=== YOUR TASK ===
In full and without changes, output the data.
####################
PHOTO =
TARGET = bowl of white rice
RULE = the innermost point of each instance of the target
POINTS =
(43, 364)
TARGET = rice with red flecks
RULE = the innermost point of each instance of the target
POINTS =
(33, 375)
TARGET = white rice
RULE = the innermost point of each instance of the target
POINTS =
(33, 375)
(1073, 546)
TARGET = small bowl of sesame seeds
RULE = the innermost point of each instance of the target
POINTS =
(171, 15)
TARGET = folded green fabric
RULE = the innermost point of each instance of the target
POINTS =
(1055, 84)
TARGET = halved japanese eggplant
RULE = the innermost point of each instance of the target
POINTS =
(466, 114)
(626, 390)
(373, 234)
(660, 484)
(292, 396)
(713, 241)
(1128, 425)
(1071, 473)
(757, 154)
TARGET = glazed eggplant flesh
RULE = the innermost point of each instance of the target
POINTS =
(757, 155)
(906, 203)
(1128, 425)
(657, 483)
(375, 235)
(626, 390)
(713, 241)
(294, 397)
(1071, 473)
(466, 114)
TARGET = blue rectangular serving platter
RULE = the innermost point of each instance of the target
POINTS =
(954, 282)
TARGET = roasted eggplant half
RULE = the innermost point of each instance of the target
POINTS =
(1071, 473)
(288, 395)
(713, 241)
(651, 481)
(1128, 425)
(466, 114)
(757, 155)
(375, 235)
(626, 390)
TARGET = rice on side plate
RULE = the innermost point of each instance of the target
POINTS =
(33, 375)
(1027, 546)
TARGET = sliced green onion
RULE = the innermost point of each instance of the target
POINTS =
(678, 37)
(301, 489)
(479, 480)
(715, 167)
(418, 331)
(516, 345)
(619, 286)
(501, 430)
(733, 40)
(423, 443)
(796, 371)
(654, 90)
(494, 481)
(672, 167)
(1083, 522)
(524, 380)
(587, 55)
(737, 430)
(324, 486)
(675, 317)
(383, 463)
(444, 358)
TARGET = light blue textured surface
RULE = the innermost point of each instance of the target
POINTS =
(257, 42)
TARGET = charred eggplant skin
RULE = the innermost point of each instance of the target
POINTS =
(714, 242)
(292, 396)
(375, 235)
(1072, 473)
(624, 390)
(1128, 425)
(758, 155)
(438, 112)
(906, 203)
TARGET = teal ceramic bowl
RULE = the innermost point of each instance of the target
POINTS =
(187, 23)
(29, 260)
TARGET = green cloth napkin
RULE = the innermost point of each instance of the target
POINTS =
####################
=== EXERCISE RESULT ===
PHOTO =
TARGET = bowl of white rice
RULE = the innermost point of each instance of the target
POINTS =
(43, 364)
TARGET = rice with red flecks
RULE = the innermost point of each instance of the target
POINTS =
(33, 375)
TARGET = white rice
RULE = the innermost point of each instance of the target
POINTS =
(33, 375)
(1073, 546)
TARGET = small bowl of sesame seeds
RULE = the innermost point of each instance of the target
POINTS =
(171, 15)
TARGET = folded green fabric
RULE = the innermost point of each instance of the target
POINTS =
(1055, 84)
TARGET = halved japanese eggplant
RULE = the innermost point of each instance of the target
POINTS =
(466, 114)
(626, 390)
(373, 234)
(660, 484)
(292, 396)
(713, 241)
(1128, 425)
(1071, 473)
(757, 154)
TARGET = glazed eggplant flesh
RULE = the innermost point of each instance of the target
POINTS =
(757, 155)
(906, 203)
(1128, 425)
(657, 483)
(375, 235)
(626, 390)
(713, 241)
(294, 397)
(1071, 473)
(466, 114)
TARGET = blue rectangular serving platter
RULE = the innermost point of each instance of the target
POINTS =
(954, 282)
TARGET = roasted eggplant half
RULE = the innermost point of each instance of the target
POINTS =
(1071, 473)
(288, 395)
(713, 241)
(651, 481)
(1128, 425)
(466, 114)
(757, 155)
(375, 235)
(626, 390)
TARGET = rice on side plate
RULE = the innermost point of each instance of the target
POINTS =
(33, 375)
(1027, 546)
TARGET = sliced green onion
RULE = the innermost point of each instance of the target
POINTS =
(678, 37)
(301, 489)
(479, 480)
(715, 167)
(418, 331)
(516, 345)
(619, 286)
(501, 430)
(733, 40)
(423, 443)
(796, 371)
(654, 90)
(494, 481)
(672, 167)
(1083, 522)
(524, 380)
(587, 55)
(737, 430)
(324, 486)
(675, 317)
(383, 463)
(444, 358)
TARGET = light blue textured surface
RULE = the innermost point of each instance of the target
POINTS =
(257, 42)
TARGET = charred eggplant skin
RULE = the innermost point of each instance of the target
POINTS =
(714, 242)
(292, 396)
(375, 235)
(1072, 473)
(624, 390)
(1128, 425)
(758, 155)
(438, 112)
(906, 203)
TARGET = teal ceramic bowl
RULE = the innermost point of each instance of the target
POINTS =
(187, 23)
(29, 260)
TARGET = green cloth napkin
RULE = the innermost point of each instance of the target
POINTS =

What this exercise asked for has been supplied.